▸ Source passage
<<<<

A number of reports have emerged about what went on behind the scenes; The Hollywood Reporter, for example, suggests that longtime Star Wars writer Lawrence Kasdan (who wrote the Solo script with his son, Jon) disapproved of Lord and Miller’s loose, improv-heavy style of filmmaking, and wanted them to stick to the letter of his text. Variety, on the other hand, says it was producer and Lucasfilm boss Kathleen Kennedy who butted heads with the directors, with one of the outlet’s sources quoted as saying that the “culture clash” between the two parties was such that Kennedy “Didn’t even like the way they folded their socks.”
Whatever the truth is, the Solo movie is now in a highly unusual position of being in the midst of full-scale production without a director to guide it. Now, you might think that, in such an scenario, an experienced producer like Kathleen Kennedy or even Kasdan, who’s called the shots on movies in the past, could simply fill the empty seats left by Lord and Miller.
There is, however, a problem: the Directors Guild of America’s rules plainly state that someone already involved with a movie production can’t replace an outgoing director. “Except in an emergency,” the DGA’s website states, “no director already assigned to the production may replace you”.
From a director’s standpoint, it’s easy to see why this rule’s in place: it protects them from those nightmare scenarios where a power-hungry director wants to push the director out and take over the picture. (According to James Cameron, this is pretty much what happened to him on his ill-fated debut, Piranha II: The Spawning.)

>>>>

▸ Record excerpts
<<<<

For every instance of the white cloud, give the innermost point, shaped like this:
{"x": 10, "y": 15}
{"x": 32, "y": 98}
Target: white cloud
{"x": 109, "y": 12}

>>>>

Print the part of the Solo passage that opens with the words containing "Whatever the truth" and closes with "Lord and Miller.". Work from the Solo passage alone and leave the lines out of it.

▸ In response
Whatever the truth is, the Solo movie is now in a highly unusual position of being in the midst of full-scale production without a director to guide it. Now, you might think that, in such an scenario, an experienced producer like Kathleen Kennedy or even Kasdan, who’s called the shots on movies in the past, could simply fill the empty seats left by Lord and Miller.